- _Given records_:
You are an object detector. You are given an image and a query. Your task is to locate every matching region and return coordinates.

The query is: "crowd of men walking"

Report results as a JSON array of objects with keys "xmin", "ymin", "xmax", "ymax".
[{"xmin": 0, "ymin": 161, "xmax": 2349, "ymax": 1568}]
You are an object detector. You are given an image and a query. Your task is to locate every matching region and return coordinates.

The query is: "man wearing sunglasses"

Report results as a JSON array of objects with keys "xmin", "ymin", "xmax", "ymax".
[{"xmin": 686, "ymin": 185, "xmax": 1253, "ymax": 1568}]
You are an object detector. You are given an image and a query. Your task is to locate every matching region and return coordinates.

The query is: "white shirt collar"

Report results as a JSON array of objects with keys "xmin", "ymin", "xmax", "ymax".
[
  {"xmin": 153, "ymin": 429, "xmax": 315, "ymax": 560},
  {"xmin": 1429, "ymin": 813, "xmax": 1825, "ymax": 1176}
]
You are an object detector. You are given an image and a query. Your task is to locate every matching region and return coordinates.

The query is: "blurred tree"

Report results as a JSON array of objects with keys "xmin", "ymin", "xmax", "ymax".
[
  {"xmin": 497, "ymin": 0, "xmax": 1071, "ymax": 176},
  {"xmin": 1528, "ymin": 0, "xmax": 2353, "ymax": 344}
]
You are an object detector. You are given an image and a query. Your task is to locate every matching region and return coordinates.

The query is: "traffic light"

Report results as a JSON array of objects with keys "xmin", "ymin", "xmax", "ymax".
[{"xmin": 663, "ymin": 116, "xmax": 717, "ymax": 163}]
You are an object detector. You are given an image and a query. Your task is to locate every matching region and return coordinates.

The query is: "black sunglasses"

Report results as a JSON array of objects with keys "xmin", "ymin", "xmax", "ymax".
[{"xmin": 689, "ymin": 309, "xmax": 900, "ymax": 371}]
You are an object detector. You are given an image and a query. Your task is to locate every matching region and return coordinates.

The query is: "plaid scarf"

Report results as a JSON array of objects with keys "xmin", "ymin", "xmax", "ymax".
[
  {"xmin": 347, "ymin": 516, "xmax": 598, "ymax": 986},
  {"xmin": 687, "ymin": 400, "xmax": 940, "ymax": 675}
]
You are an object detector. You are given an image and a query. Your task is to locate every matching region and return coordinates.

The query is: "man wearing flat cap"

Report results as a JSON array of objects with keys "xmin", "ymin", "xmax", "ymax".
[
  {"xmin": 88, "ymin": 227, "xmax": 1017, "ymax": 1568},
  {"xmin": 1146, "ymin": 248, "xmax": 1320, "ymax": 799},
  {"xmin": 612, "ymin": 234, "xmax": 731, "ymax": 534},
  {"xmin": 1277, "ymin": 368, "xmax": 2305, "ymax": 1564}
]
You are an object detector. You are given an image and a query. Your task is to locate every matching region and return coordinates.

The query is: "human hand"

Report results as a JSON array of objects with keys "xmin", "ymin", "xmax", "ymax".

- _Directions_:
Only lines that contain "wearing" are needed, so copy each of them from the data.

- _Written response_:
The query is: "man wearing sunglasses"
The query is: "man wearing flat cap"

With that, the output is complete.